- [Verilen Görev A]
Kaynak metinde «Olursa, çelişkinin bir anlamı» sözleriyle başlayan paragrafı, temel bilgilerini koruyarak daha kısa biçimde yeniden yazınız.

- [Kaynak Metin]

###

Sanat, Bilim, Felsefe
Faruk ÇAĞLA
«Hayat, dengeye kavuştukça sanat ortadan
kalkacaktır» demiş, ressam Mondrean.
Niye söylemiş bu sözü? Yaşamın dengeye
kavuşmasının olanaksız olduğundan ötürü sanatın yok olmayacağını
belirtmek için mi, yoksa sanatın da ölümlü olduğunu belirtmek için mi?
Eğer, ikinci olasılığı düşünerek söylemişse, öyle bir dünya olmalı ki bu
dünyada sanata gereksinme duyulmasın.
Örneğin, her şey o kadar dengede ki hiç
bir alanda zıtlaşma, çatışma olmasın. İnsanlar öyle bir düzeye gelmiş
olsunlar ki, nefret edilecek yerde tokalaşıp öpüşülsün. Ölüm denilen
olay da insanların denetimine girsin, istenildiği zaman ölünsün,
örneğin. Hatta ölüm de olmasın. Hep yaşam, sürekli yaşam olsun. Olur mu
böyle şey?
Olursa, çelişkinin bir anlamı, yaşamın,
doğa kurallarının bir anlamı kalmaz. Böyle bir şeyi savlamak ya da
olabilirliğini düşünmek, kişioğlunu «aşırı ideal» ya da «ütopik»
hayaller kurmaya yöneltebileceği gibi, felsefi anlamda «idealizm»e de
sürükler.
Öyleyse, yaşamın ana nedenlerinden biri,
belki de en son ve en önemli kurallarından biri olan «çelişki»yi
yaşamın her alanında kabul etmek, onu göğüslemek, onsuz yaşam
olamayacağını bilmek, sanatın, yaşam var olduğu sürece var olması
gerektiğini düşündürecektir insana...

###

- [Bir veri kümesinden alıntı]
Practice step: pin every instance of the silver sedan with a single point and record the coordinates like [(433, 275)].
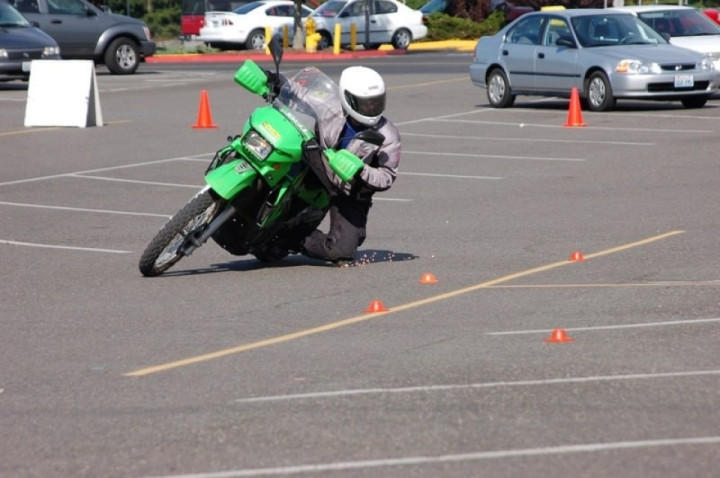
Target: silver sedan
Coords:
[(605, 54)]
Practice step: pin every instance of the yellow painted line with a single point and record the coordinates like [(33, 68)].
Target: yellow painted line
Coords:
[(400, 308)]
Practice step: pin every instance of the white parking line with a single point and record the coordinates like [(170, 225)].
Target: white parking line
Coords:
[(533, 140), (495, 156), (71, 248), (457, 176), (100, 170), (604, 128), (482, 385), (460, 457), (136, 181), (610, 327), (80, 209)]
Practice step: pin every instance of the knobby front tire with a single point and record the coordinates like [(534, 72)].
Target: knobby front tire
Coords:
[(165, 250)]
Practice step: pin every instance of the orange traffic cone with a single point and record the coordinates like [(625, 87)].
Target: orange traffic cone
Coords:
[(204, 115), (376, 306), (558, 336), (577, 256), (575, 112), (428, 278)]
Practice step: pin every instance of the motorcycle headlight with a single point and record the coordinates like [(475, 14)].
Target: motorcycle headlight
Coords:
[(637, 67), (257, 145)]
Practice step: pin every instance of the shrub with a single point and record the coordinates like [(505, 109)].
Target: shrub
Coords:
[(446, 27)]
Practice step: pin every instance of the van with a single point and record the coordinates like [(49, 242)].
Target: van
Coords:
[(193, 13)]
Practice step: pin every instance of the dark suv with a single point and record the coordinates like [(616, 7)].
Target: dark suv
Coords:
[(86, 32)]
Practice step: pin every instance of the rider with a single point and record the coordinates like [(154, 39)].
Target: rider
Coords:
[(372, 168)]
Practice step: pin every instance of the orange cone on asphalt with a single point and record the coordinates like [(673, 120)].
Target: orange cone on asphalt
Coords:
[(428, 278), (376, 306), (204, 116), (575, 112), (577, 256), (558, 336)]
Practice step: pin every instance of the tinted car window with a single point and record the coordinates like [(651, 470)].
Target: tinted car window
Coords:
[(27, 6), (526, 31), (385, 7)]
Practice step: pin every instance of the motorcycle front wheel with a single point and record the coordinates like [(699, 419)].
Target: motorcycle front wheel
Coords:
[(168, 245)]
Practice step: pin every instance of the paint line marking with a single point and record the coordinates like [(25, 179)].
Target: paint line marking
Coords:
[(611, 327), (611, 285), (494, 156), (71, 248), (456, 176), (533, 140), (605, 128), (135, 181), (482, 385), (400, 308), (455, 458), (80, 209), (99, 170)]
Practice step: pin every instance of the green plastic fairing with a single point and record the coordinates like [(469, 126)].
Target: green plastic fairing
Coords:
[(231, 178)]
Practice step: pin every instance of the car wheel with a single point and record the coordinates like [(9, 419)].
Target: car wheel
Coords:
[(401, 39), (325, 41), (122, 57), (694, 101), (599, 92), (256, 40), (498, 90)]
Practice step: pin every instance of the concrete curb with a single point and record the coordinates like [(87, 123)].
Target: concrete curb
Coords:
[(235, 57)]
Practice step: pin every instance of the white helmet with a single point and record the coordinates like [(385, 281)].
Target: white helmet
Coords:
[(362, 93)]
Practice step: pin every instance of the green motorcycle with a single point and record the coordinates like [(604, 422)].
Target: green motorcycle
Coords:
[(258, 187)]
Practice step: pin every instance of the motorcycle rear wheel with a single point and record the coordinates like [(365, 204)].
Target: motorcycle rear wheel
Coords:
[(166, 248)]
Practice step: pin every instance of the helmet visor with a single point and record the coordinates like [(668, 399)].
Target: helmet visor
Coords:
[(367, 106)]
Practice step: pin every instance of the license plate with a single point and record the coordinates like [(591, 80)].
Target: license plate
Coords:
[(684, 81)]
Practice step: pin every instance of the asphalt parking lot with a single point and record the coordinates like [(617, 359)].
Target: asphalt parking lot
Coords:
[(223, 367)]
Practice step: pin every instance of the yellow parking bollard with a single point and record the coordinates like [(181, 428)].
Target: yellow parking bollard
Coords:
[(268, 36), (336, 39)]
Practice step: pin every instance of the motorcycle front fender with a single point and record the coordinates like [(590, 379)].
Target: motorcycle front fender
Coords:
[(229, 179)]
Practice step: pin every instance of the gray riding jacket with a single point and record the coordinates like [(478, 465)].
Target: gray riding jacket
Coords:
[(381, 163)]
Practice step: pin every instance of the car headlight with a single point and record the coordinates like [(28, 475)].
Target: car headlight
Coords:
[(705, 64), (257, 145), (51, 51), (637, 67)]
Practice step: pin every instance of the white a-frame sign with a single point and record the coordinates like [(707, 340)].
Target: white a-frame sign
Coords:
[(63, 93)]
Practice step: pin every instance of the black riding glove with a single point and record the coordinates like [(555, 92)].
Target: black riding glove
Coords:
[(275, 82)]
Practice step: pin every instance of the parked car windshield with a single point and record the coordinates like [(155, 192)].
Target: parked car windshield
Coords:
[(680, 23), (248, 7), (329, 9), (607, 30), (9, 17)]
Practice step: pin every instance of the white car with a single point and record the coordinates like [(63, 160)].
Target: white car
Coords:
[(685, 26), (245, 26), (390, 22)]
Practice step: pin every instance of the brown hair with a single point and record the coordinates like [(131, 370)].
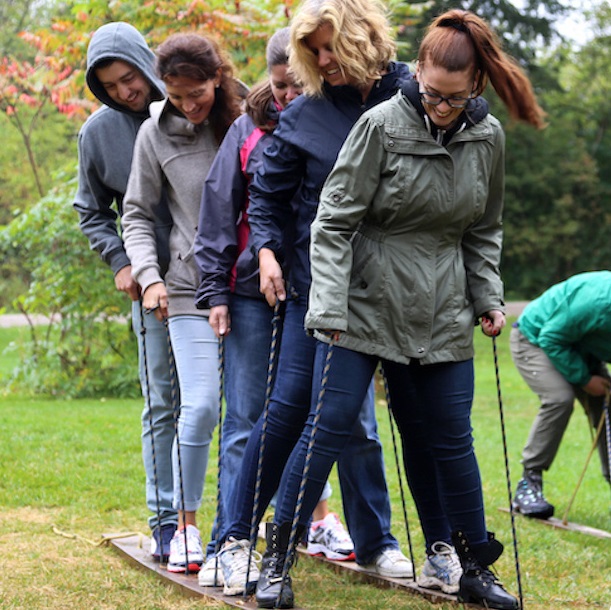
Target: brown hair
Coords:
[(458, 40), (200, 58), (261, 96)]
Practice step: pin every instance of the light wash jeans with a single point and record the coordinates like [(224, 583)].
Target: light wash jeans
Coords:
[(158, 409), (196, 354), (247, 350)]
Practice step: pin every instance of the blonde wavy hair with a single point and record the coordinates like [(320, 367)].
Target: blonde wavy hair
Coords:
[(361, 40)]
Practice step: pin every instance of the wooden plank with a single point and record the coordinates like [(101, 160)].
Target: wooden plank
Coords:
[(187, 584), (405, 584), (568, 526)]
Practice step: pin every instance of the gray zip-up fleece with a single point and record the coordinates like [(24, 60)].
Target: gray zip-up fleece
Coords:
[(105, 147), (172, 152)]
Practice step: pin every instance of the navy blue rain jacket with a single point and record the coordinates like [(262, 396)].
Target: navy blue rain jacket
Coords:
[(303, 150)]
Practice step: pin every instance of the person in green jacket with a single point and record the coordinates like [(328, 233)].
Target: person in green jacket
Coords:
[(560, 345), (405, 253)]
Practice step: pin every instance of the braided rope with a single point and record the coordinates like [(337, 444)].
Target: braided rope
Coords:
[(306, 470), (507, 473), (219, 500), (151, 426), (271, 367), (399, 474)]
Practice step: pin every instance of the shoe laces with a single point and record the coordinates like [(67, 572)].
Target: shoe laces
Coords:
[(240, 553), (336, 532)]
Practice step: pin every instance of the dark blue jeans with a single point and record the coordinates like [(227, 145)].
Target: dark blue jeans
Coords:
[(360, 467), (432, 407)]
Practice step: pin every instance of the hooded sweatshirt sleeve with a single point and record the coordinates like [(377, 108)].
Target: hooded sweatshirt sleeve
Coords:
[(144, 190)]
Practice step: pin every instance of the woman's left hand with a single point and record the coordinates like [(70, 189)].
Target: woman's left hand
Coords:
[(493, 322)]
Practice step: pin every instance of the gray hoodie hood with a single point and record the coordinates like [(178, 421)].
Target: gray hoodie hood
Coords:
[(120, 40)]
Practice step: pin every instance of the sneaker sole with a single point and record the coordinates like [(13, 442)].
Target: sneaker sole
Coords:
[(544, 514)]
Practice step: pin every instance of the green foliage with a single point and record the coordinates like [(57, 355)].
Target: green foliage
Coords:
[(86, 350)]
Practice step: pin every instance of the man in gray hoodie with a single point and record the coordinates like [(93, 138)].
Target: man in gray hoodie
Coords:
[(120, 73)]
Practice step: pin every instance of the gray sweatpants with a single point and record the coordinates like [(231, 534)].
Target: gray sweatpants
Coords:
[(557, 398)]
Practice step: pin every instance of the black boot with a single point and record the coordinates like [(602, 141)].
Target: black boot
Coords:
[(478, 585), (271, 591)]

###

- [Verilen Görev B]
Kayıtlarda "Practice step: pin every instance of the knobby" ifadesini içeren satır ile "209), (99, 170)]" ifadesini içeren satır arasındaki bütün satırları, bu iki satır da dahil olmak üzere yeniden yazınız. Yalnızca yanıtlardaki koordinatları, her sayıya 145 ekleyerek kaydırınız.

- [Tam Çözüm A]
Böyle bir şey olursa çelişkinin, yaşamın ve doğa kurallarının anlamı kalmaz. Bunu savunmak ya da mümkün görmek, insanı «aşırı ideal» ya da «ütopik» hayallere yöneltebilir; felsefi anlamda da «idealizm»e sürükler.

- [Tam Çözüm B]
Practice step: pin every instance of the knobby front tire with a single point and record the coordinates like [(534, 72)].
Target: knobby front tire
Coords:
[(310, 395)]
Practice step: pin every instance of the orange traffic cone with a single point and record the coordinates like [(625, 87)].
Target: orange traffic cone
Coords:
[(349, 260), (521, 451), (703, 481), (722, 401), (720, 257), (573, 423)]
Practice step: pin every instance of the motorcycle headlight with a single point and record the coordinates like [(475, 14)].
Target: motorcycle headlight
Coords:
[(782, 212), (402, 290)]
Practice step: pin every instance of the shrub with a single point and record the coordinates like [(505, 109)].
Target: shrub
Coords:
[(591, 172)]
Practice step: pin every instance of the van with a single point and record the coordinates like [(49, 242)].
Target: van
Coords:
[(338, 158)]
Practice step: pin every instance of the dark suv with a single point and record the coordinates like [(616, 7)].
Target: dark suv
Coords:
[(231, 177)]
Practice step: pin every instance of the rider with a single point and record the coordinates like [(154, 39)].
Target: rider
Coords:
[(517, 313)]
Practice step: pin every instance of the orange cone on asphalt with a single point and record the coordinates like [(673, 120)].
Target: orange cone on asphalt
Coords:
[(573, 423), (521, 451), (349, 261), (720, 257), (722, 401), (703, 481)]
Practice step: pin every instance of the tinted car window with a single point and record the coordinates like [(651, 470)].
Target: tinted car window
Coords:
[(172, 151), (671, 176), (530, 152)]
Practice step: pin every instance of the motorcycle front wheel with a single point and record the coordinates like [(699, 419)].
Target: motorcycle front wheel
Coords:
[(313, 390)]
Practice step: pin every instance of the paint line marking with a single point and record the coordinates like [(25, 179)].
Target: paint line marking
Coords:
[(756, 472), (756, 430), (639, 301), (216, 393), (601, 321), (678, 285), (750, 273), (280, 326), (627, 530), (545, 453), (600, 603), (225, 354), (244, 315)]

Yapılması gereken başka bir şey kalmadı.